▸ **Dataset excerpts**

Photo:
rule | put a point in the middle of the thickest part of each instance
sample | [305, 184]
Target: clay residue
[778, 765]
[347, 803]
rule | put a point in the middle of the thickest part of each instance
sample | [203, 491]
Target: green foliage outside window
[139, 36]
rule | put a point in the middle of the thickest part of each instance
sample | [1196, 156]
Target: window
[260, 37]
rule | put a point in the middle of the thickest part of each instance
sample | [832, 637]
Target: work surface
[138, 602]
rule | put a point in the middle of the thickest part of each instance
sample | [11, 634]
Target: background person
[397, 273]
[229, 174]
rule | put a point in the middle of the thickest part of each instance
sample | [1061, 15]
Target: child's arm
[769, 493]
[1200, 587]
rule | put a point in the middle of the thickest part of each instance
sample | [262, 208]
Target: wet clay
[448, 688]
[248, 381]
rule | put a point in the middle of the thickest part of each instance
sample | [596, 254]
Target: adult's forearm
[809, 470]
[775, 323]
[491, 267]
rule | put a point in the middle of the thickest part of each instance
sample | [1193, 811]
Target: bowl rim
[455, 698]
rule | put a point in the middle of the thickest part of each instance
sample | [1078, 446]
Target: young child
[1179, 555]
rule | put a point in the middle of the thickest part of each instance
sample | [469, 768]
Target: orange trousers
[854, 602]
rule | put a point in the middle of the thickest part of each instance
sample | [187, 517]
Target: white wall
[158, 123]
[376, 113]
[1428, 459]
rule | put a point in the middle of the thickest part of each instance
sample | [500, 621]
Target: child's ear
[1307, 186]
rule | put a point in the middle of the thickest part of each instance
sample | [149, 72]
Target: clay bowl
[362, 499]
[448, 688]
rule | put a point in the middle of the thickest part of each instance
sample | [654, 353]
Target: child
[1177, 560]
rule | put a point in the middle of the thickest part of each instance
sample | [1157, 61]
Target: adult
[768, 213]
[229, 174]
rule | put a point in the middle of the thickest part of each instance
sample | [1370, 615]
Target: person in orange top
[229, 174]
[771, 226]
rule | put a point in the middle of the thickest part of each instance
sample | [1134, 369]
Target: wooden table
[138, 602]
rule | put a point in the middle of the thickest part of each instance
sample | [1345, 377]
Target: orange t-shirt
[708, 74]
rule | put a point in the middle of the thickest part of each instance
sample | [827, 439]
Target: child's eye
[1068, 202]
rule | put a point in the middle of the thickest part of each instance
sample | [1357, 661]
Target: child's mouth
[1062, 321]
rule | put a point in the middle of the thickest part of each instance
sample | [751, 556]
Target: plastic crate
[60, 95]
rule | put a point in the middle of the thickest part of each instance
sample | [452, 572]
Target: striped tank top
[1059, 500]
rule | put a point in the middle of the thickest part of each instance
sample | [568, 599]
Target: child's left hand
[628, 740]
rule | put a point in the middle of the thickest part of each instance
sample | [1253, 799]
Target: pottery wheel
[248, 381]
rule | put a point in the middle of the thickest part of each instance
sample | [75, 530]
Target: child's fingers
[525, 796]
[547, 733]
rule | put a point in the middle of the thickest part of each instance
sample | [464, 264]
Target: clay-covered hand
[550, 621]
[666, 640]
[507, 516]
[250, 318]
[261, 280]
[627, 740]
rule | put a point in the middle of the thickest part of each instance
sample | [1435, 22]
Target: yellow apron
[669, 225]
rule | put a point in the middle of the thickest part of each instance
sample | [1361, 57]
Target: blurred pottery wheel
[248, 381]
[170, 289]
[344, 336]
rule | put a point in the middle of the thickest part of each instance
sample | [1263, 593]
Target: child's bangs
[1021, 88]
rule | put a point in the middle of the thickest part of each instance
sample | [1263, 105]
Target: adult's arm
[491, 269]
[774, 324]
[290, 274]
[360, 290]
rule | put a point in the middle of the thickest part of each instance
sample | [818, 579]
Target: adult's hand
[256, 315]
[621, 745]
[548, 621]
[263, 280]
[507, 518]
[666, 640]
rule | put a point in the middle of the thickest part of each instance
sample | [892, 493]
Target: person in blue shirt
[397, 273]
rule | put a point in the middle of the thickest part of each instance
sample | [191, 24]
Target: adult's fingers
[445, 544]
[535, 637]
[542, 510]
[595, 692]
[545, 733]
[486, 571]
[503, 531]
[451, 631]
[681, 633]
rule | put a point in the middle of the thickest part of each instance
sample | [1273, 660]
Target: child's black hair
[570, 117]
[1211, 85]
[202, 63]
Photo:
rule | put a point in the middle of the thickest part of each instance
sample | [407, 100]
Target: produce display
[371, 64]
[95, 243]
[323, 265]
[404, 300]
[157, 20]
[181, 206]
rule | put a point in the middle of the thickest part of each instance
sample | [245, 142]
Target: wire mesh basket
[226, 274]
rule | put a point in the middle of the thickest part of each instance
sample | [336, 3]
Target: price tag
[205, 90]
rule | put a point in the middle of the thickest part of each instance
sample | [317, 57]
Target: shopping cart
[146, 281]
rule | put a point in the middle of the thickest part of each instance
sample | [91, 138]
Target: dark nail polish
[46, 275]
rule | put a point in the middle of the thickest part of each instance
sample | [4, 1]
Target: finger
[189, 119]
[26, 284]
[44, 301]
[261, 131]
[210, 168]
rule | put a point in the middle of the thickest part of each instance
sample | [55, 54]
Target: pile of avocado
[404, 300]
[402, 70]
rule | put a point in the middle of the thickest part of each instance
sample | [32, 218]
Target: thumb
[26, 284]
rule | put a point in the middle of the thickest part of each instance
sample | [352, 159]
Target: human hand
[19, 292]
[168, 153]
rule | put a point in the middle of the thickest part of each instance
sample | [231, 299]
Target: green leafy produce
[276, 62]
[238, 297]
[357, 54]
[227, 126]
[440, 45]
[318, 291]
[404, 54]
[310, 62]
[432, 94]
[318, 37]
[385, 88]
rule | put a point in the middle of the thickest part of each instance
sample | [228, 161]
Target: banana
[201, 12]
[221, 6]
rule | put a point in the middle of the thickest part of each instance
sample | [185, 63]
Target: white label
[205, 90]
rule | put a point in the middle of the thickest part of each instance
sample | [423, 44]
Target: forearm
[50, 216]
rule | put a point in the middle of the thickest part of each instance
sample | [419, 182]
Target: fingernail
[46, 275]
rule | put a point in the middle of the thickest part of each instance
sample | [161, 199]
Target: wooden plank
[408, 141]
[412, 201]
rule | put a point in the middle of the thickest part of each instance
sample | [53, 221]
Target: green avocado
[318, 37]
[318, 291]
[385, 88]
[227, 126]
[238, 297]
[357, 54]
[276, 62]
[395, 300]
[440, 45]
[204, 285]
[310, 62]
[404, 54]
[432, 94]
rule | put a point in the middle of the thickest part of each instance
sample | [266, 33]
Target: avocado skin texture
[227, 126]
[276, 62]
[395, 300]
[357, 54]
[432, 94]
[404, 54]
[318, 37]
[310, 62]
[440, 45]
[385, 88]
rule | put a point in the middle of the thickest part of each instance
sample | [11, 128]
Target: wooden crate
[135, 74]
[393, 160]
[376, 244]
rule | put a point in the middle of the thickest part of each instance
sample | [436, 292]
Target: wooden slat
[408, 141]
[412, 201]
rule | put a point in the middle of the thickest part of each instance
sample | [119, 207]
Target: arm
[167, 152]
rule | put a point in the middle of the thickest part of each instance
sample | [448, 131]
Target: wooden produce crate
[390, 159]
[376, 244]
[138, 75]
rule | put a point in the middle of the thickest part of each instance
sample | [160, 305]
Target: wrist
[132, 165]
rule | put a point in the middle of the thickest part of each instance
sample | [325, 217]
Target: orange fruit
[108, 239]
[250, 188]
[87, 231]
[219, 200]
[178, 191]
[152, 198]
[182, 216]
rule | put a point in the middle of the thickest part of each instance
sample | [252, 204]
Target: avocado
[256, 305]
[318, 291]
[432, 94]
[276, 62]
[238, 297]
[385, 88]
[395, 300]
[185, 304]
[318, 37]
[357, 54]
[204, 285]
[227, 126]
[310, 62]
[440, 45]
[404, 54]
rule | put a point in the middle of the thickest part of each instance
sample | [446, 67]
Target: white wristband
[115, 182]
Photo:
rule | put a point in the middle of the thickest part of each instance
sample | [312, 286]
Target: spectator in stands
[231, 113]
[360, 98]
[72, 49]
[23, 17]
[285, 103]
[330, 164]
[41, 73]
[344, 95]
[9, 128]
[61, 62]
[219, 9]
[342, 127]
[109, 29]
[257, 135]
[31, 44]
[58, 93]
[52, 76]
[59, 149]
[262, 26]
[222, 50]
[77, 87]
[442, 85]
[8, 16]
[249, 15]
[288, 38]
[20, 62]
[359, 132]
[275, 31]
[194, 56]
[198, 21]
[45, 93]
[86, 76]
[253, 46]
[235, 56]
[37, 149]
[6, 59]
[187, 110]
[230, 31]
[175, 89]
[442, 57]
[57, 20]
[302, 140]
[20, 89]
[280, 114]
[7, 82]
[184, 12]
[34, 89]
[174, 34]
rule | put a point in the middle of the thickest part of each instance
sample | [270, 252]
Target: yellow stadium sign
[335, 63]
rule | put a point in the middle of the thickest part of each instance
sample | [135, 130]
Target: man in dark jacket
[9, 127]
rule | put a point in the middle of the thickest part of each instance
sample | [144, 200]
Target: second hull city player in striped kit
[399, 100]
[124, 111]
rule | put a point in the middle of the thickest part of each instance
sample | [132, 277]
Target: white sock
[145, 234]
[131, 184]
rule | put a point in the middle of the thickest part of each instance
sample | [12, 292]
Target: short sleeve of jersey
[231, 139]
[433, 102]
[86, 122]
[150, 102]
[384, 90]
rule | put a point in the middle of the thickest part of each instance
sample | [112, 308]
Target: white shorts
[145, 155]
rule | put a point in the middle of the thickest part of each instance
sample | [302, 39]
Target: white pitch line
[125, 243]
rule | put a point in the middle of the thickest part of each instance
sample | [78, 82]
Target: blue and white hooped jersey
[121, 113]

▸ **What this task involves**
Pull out every line of the entries above that contains the word "hand".

▸ **Complete response**
Target: child's left hand
Target: clay-covered hand
Target: adult's hand
Target: human hand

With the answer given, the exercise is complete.